Objective
Reproduce all of these lines, requests included, and offset every number in the answer outlines by adding 41, both the viewBox values and the path coordinates. Omit the pictures from your answer.

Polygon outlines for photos
::::::::
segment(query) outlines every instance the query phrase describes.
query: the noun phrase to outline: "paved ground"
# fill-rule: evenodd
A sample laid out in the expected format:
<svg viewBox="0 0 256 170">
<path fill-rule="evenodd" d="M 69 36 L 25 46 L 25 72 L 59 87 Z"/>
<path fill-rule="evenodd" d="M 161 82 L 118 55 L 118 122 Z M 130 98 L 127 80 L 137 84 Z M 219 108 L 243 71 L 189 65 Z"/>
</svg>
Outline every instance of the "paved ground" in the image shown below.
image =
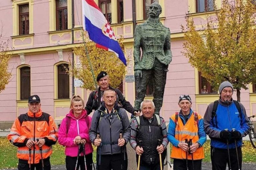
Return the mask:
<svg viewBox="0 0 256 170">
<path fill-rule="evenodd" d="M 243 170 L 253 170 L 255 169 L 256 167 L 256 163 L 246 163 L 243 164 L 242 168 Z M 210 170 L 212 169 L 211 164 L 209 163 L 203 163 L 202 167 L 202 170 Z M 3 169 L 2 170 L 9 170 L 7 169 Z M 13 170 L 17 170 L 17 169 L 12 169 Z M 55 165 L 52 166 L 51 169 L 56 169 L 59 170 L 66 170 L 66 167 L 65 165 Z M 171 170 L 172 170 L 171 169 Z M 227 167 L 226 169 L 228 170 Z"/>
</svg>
::::::::
The reply
segment(query) outlines every instance the query phrase describes.
query: the noun phrase to outline: "paved ground"
# fill-rule: evenodd
A sample laid out in the expected format:
<svg viewBox="0 0 256 170">
<path fill-rule="evenodd" d="M 69 36 L 25 46 L 25 72 L 59 87 Z"/>
<path fill-rule="evenodd" d="M 161 82 L 118 55 L 118 122 Z M 130 98 L 127 80 L 137 84 Z M 219 108 L 243 71 L 189 65 Z"/>
</svg>
Outline every instance of the "paved ground" in the image shown below.
image =
Return the mask:
<svg viewBox="41 41 297 211">
<path fill-rule="evenodd" d="M 284 211 L 294 211 L 296 210 L 297 208 L 297 204 L 287 204 L 284 205 L 283 209 Z M 251 211 L 253 210 L 252 205 L 250 204 L 244 204 L 243 208 L 243 211 Z M 44 210 L 43 211 L 50 211 L 48 210 Z M 54 211 L 58 211 L 58 210 L 53 210 Z M 96 206 L 93 207 L 92 210 L 97 210 L 100 211 L 107 211 L 107 208 L 106 206 Z M 212 211 L 213 211 L 212 210 Z M 268 208 L 267 210 L 269 211 Z"/>
</svg>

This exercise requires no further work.